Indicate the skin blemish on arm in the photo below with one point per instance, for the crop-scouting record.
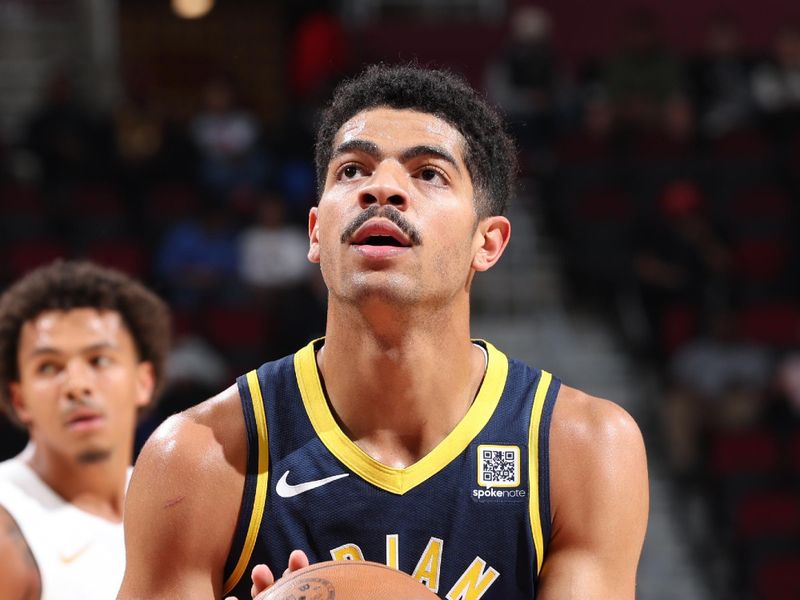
####################
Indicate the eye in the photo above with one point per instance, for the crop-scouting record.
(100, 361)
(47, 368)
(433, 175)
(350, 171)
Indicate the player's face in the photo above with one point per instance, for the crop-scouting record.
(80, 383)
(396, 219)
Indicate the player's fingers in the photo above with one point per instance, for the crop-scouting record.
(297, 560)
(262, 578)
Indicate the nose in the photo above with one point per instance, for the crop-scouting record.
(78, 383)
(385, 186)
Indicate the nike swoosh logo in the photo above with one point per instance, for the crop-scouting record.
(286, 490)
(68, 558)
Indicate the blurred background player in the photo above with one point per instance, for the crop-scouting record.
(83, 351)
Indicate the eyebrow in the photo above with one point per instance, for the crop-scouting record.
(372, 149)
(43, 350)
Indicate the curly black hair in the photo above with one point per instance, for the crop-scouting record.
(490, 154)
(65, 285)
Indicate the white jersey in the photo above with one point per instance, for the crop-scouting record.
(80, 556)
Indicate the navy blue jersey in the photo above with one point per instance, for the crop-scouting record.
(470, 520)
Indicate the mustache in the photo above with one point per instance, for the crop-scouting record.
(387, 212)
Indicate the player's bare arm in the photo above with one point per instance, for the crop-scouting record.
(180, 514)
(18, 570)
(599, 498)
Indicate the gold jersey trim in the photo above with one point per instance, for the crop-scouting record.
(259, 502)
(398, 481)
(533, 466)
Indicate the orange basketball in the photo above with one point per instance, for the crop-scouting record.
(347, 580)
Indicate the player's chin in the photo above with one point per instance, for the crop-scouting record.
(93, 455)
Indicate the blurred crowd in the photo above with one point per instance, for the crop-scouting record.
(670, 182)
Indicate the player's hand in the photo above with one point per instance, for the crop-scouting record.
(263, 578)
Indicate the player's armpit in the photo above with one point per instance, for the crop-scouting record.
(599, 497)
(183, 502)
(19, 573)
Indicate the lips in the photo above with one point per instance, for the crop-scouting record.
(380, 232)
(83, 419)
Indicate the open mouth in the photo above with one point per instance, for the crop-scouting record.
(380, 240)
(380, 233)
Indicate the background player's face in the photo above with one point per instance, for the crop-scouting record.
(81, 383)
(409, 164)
####################
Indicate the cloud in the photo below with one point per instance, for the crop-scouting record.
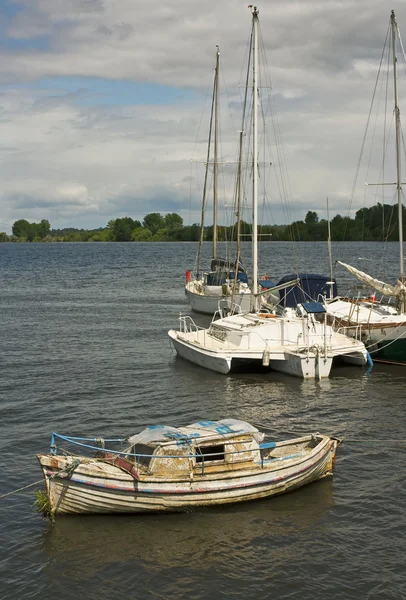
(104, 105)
####################
--- Task to carry out ---
Report every row above that contains the word "blurred", copying each such row in full. Case counts, so only matches with the same capitalization qualify.

--- Solution to this problem ---
Indicate the blurred background player in the photo above with one point per instance, for the crop-scouting record.
Indicate the blurred crowd in the photo above with one point per instance, for the crop-scouting record.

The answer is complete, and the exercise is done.